Excerpted passage:
==============================

Plaintiff alleges only that Nurse Paul and Nurse Supervisor Doe provided inadequate treatment. This allegation constitutes, at most, negligence, which is not cognizable under Section 1983. The deliberate indifference claim against Defendants Doe and Paul is dismissed without prejudice pursuant to 28 U.S.C. § 1915A(b)(1). Plaintiff may file an amended complaint reasserting this claim if he can allege facts from which the requisite mens rea can be inferred.

Supervisory Liability

Plaintiff generally alleges that social distancing was not required, that cleaning was inadequate, and that too many inmates were housed in the dormitory at New Haven Correctional Center. The Court assumes that he is asserting a claim for deliberate indifference to health and safety against the supervisory Defendants, Commissioner Quiros, Warden Brunell, and Deputy Wardens Wittingham and Robles.

In Tangreti v. Bachmann, 983 F.3d 609 (2d Cir. 2020), the Second Circuit expressly held that “after Iqbal, there is no special rule for supervisory liability. Instead, a plaintiff must plead and prove ‘that each Government-official defendant, through the official's own individual actions, has violated the Constitution.'” Tangreti, 983 F.3d at 618 (quoting Iqbal, 556 U.S. at 676). Knowledge that unconstitutional acts were occurring is insufficient to state a claim for supervisory liability. “A supervisor's ‘mere knowledge' is not sufficient because that knowledge does not amount[] to the supervisor's violating the Constitution.” Id. at 616-17 (quoting Iqbal, 556 U.S. at 677).

Plaintiff's allegations fail to show that any supervisor was personally aware of a risk to his health. He does not allege that he personally informed any supervisory Defendant of his concerns regarding overcrowding or cleaning. In addition, the Court notes that, as of May 3, 2022, the CDC Strategies for Everyday Operations of correctional and detention facilities did not include social distancing. Before instituting enhanced factors, which include social distancing, the facility should consider factors including vaccination coverage, the current level of transmission in the facility, the risk of severe health outcomes, and facility structural and operational characteristics. See CDC Guidance. Plaintiff does not indicate when he contracted COVID-19, but his Complaint is written in the same handwriting and names the same defendants as a complaint filed by an inmate who contracted COVID-19 in June 2022. See Harmon v. Quiros, No. 3:22-cv-1415 (KAD). Thus, the Court assumes that Plaintiff contracted COVID-19 about the same time. But because Plaintiff alleges no facts suggesting that the supervisory Defendants were not monitoring the COVID-19 situation, the claims against Defendants Quiros, Brunell, Whitingham, and Robles are dismissed without prejudice pursuant to 28 U.S.C. § 1915A(b)(1).

==============================

Material shown:
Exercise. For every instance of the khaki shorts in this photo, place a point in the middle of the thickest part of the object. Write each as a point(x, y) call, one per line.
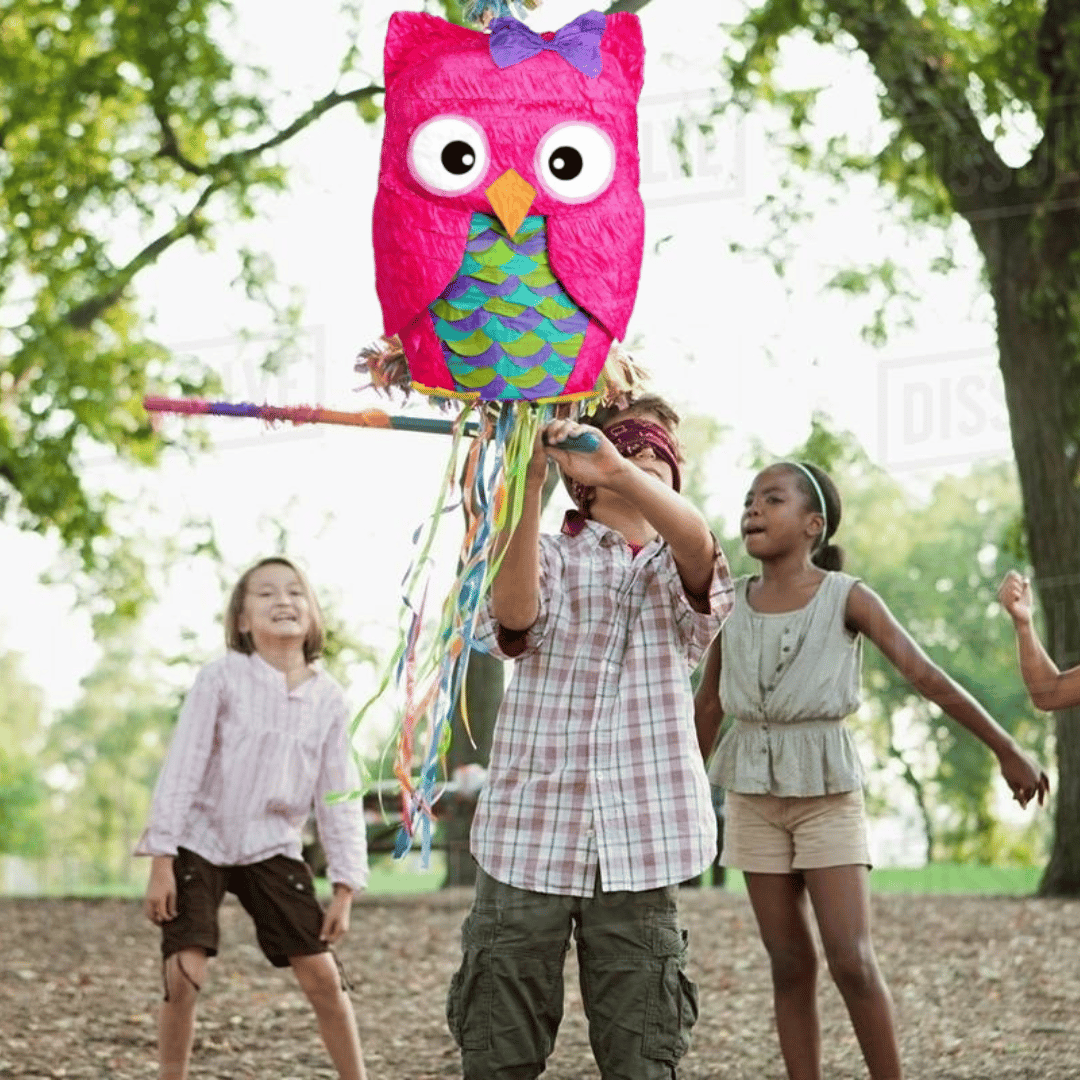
point(278, 893)
point(772, 834)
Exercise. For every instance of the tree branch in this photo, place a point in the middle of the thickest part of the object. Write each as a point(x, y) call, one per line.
point(171, 147)
point(221, 173)
point(308, 117)
point(929, 97)
point(1057, 43)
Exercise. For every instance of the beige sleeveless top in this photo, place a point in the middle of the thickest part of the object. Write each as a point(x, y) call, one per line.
point(788, 679)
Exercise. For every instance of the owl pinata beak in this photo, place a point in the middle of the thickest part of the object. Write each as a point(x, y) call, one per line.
point(511, 196)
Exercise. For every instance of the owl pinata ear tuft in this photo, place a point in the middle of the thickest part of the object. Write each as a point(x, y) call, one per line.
point(413, 37)
point(623, 41)
point(481, 12)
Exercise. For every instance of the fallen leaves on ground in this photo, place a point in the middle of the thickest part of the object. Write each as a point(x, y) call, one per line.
point(984, 988)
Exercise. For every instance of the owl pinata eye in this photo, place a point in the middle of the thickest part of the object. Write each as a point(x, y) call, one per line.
point(458, 158)
point(448, 154)
point(576, 161)
point(566, 163)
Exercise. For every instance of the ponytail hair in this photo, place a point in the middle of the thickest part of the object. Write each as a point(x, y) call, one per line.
point(822, 497)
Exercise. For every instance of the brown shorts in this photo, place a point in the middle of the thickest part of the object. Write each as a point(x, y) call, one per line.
point(771, 834)
point(278, 893)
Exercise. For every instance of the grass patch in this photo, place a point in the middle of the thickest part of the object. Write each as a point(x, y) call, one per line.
point(958, 879)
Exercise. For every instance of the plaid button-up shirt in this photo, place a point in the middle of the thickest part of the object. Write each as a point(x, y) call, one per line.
point(595, 760)
point(248, 760)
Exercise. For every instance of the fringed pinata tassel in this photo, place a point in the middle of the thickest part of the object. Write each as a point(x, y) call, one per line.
point(622, 379)
point(493, 491)
point(481, 12)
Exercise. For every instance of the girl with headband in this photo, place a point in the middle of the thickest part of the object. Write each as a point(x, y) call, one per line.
point(786, 670)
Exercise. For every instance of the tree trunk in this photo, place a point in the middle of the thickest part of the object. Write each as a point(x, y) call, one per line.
point(1035, 360)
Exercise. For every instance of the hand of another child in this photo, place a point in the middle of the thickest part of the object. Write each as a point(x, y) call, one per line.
point(1024, 777)
point(160, 902)
point(336, 919)
point(1014, 595)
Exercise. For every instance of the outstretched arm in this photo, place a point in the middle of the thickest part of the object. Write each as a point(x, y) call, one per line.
point(673, 516)
point(707, 707)
point(867, 613)
point(1050, 687)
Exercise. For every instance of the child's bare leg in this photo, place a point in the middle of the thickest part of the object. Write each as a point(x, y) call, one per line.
point(783, 918)
point(185, 975)
point(841, 902)
point(319, 980)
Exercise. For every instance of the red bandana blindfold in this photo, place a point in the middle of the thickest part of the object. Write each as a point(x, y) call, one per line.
point(630, 437)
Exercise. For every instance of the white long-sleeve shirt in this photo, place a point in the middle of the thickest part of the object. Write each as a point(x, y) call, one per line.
point(248, 759)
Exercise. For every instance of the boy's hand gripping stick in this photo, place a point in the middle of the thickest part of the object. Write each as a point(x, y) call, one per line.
point(586, 442)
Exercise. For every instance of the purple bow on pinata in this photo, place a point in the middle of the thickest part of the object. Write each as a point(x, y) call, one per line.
point(578, 42)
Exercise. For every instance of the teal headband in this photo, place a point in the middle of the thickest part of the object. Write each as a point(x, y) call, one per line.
point(817, 490)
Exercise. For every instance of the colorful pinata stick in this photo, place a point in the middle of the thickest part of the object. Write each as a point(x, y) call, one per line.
point(305, 414)
point(309, 414)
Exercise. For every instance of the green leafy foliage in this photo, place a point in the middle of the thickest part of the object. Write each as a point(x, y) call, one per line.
point(126, 129)
point(22, 791)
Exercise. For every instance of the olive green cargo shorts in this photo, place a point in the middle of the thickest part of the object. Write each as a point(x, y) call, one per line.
point(505, 1000)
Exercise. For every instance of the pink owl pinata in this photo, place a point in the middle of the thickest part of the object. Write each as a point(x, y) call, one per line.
point(508, 224)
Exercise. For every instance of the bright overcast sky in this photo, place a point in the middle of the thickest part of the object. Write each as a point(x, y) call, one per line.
point(718, 332)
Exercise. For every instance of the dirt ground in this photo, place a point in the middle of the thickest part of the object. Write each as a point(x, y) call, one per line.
point(984, 988)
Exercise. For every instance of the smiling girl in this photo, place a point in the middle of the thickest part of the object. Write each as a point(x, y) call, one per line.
point(262, 738)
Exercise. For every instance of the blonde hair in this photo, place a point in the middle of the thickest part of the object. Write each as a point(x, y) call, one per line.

==============================

Exercises:
**a.** In the court opinion excerpt, which case is cited for the Second Circuit's holding that there is no special rule for supervisory liability after Iqbal?
**b.** Retype the part of the court opinion excerpt that starts at "Plaintiff generally alleges" and ends at "Wittingham and Robles.".

Activity answers:
**a.** Tangreti v. Bachmann, 983 F.3d 609 (2d Cir. 2020).

**b.**
Plaintiff generally alleges that social distancing was not required, that cleaning was inadequate, and that too many inmates were housed in the dormitory at New Haven Correctional Center. The Court assumes that he is asserting a claim for deliberate indifference to health and safety against the supervisory Defendants, Commissioner Quiros, Warden Brunell, and Deputy Wardens Wittingham and Robles.